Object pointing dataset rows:
•••••
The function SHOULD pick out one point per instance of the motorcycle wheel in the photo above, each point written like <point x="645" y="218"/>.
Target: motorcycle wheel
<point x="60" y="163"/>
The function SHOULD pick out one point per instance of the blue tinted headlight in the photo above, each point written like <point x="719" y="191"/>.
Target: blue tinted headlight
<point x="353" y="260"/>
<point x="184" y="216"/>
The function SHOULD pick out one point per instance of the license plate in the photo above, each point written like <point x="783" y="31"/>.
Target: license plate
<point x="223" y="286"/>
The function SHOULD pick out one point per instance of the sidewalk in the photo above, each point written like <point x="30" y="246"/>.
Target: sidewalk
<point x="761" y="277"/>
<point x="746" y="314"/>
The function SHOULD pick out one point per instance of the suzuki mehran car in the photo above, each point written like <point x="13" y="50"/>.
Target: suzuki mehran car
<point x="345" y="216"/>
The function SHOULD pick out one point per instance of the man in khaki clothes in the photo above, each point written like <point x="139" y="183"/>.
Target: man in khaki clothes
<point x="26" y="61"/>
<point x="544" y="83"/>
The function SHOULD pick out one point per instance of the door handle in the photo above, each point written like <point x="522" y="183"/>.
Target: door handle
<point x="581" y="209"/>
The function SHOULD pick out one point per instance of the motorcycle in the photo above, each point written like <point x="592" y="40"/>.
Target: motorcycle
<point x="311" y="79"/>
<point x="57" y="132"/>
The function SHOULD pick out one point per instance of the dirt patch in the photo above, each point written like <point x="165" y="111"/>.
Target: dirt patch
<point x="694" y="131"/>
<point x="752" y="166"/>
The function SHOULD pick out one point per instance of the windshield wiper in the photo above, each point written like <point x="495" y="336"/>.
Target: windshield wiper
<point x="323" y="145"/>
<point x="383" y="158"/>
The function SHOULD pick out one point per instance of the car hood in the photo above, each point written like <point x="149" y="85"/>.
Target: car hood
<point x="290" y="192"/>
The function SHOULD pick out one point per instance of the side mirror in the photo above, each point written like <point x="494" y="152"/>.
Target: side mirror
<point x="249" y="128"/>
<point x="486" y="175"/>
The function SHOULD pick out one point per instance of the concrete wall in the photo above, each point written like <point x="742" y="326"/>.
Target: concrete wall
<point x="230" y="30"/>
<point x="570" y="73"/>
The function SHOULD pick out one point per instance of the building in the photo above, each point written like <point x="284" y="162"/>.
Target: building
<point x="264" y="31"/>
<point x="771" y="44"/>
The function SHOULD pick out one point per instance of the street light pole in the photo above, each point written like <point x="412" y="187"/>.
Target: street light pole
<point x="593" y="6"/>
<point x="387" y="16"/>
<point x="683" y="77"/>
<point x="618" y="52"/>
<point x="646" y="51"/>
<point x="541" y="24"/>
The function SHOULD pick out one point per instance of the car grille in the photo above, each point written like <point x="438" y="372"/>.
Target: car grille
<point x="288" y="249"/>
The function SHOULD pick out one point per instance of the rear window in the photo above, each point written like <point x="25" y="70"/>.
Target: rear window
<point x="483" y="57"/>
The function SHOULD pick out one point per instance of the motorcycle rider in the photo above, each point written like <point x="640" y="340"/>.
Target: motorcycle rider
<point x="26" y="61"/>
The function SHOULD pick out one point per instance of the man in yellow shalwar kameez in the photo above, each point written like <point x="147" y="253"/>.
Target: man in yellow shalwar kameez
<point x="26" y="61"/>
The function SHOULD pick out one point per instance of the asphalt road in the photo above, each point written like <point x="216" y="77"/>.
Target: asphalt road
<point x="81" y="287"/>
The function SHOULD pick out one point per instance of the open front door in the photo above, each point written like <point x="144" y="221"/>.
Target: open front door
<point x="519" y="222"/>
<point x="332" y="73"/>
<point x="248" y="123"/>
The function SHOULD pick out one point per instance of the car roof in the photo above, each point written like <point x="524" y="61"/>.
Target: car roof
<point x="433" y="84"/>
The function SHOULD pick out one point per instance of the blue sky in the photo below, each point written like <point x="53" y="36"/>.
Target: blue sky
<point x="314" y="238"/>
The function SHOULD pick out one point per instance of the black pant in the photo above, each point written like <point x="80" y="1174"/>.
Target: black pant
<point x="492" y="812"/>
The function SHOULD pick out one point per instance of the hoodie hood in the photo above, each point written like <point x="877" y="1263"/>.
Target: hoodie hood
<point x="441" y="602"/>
•••••
▶ Exercise
Each entry is to be returned in full, character for character.

▶ Answer to this exercise
The function SHOULD pick out one point per instance of the motorcycle wheel in the photo above, each point written like <point x="645" y="218"/>.
Target: motorcycle wheel
<point x="60" y="163"/>
The function SHOULD pick out one point per instance of the blue tinted headlight in the photo above, each point written like <point x="719" y="191"/>.
Target: blue tinted headlight
<point x="353" y="260"/>
<point x="184" y="216"/>
The function SHOULD pick out one point per instance of the license plate in the photo above, each point written like <point x="783" y="31"/>.
Target: license plate
<point x="223" y="286"/>
The function SHOULD pick out one point per instance of the sidewalk in the photo above, each point written like <point x="30" y="246"/>.
Target: sidewalk
<point x="761" y="277"/>
<point x="746" y="314"/>
The function SHOULD pick out one point per instance of the suzuki mehran car in the photo above, each point written like <point x="13" y="50"/>.
Target: suzuki mehran car
<point x="345" y="216"/>
The function SHOULD pick out one point per instance of the man in khaki clothes in the photo above, each point written like <point x="139" y="183"/>.
Target: man in khaki clothes
<point x="26" y="61"/>
<point x="544" y="83"/>
The function SHOULD pick out one point per instance of the door handle in the photo above, each point written like <point x="522" y="183"/>.
Target: door handle
<point x="581" y="209"/>
The function SHOULD pick out one point per instance of the motorcycle in the photo above, each point written like <point x="592" y="40"/>.
Target: motorcycle
<point x="311" y="79"/>
<point x="57" y="132"/>
The function SHOULD pick out one point per instance of the dirt patch in the photo above, each point written like <point x="165" y="111"/>.
Target: dirt patch
<point x="694" y="131"/>
<point x="752" y="166"/>
The function SHOULD pick out one point per instance of the windshield wiper in the photo above, each point written like <point x="495" y="336"/>.
Target: windshield wiper
<point x="323" y="145"/>
<point x="383" y="158"/>
The function SHOULD pick out one point per instance of the car hood in the photo above, each point written like <point x="149" y="85"/>.
Target: car hood
<point x="290" y="192"/>
The function SHOULD pick out one point per instance of the side mirror in the photo above, each point written like <point x="494" y="152"/>.
Target: side mirror
<point x="249" y="128"/>
<point x="486" y="175"/>
The function SHOULD pick out one point per instance of the concrete wall in the photo above, each point written like <point x="742" y="326"/>.
Target: concrete wall
<point x="230" y="30"/>
<point x="570" y="73"/>
The function SHOULD pick out one point per instance of the building in the photo above, each point written like <point x="284" y="162"/>.
Target: building
<point x="264" y="31"/>
<point x="771" y="44"/>
The function SHOULD pick out one point per instance of the street light pole in the photo above, each point written like <point x="412" y="187"/>.
Target: street light pole
<point x="593" y="6"/>
<point x="387" y="16"/>
<point x="683" y="77"/>
<point x="618" y="52"/>
<point x="646" y="51"/>
<point x="541" y="24"/>
The function SHOULD pick out one point per instance of the car grille in the photo above, each point written like <point x="438" y="372"/>.
Target: car grille
<point x="288" y="249"/>
The function SHOULD pick out one point per instance of the rear window in the photo above, each point written like <point x="25" y="70"/>.
Target: rear window
<point x="483" y="57"/>
The function SHOULD pick out one point per instance of the motorcycle rider in the photo above, each point written like <point x="640" y="340"/>.
Target: motorcycle rider
<point x="26" y="61"/>
The function SHOULD pick out one point per instance of the man in yellow shalwar kameez in the photo above, each point written like <point x="147" y="253"/>.
Target: man in yellow shalwar kameez
<point x="26" y="61"/>
The function SHOULD pick out one point per instance of the asphalt road in the photo above, each point written like <point x="216" y="77"/>.
Target: asphalt road
<point x="81" y="287"/>
The function SHOULD pick out one point per instance of the open front door in the photo above, each point written like <point x="144" y="221"/>.
Target: open front door
<point x="519" y="222"/>
<point x="332" y="73"/>
<point x="248" y="123"/>
The function SHOULD pick out one point per instance of the car roof in the photo above, each point written like <point x="524" y="61"/>.
Target: car roof
<point x="433" y="84"/>
The function SHOULD pick out one point per instance of the blue sky in the photo below, each point written like <point x="53" y="36"/>.
Target: blue sky
<point x="314" y="238"/>
The function SHOULD pick out one point per instance of the black pant in the photo above, each point written like <point x="80" y="1174"/>.
Target: black pant
<point x="492" y="812"/>
The function SHOULD pick out one point per instance of the hoodie hood in the photo above, each point written like <point x="877" y="1263"/>.
Target: hoodie hood
<point x="441" y="602"/>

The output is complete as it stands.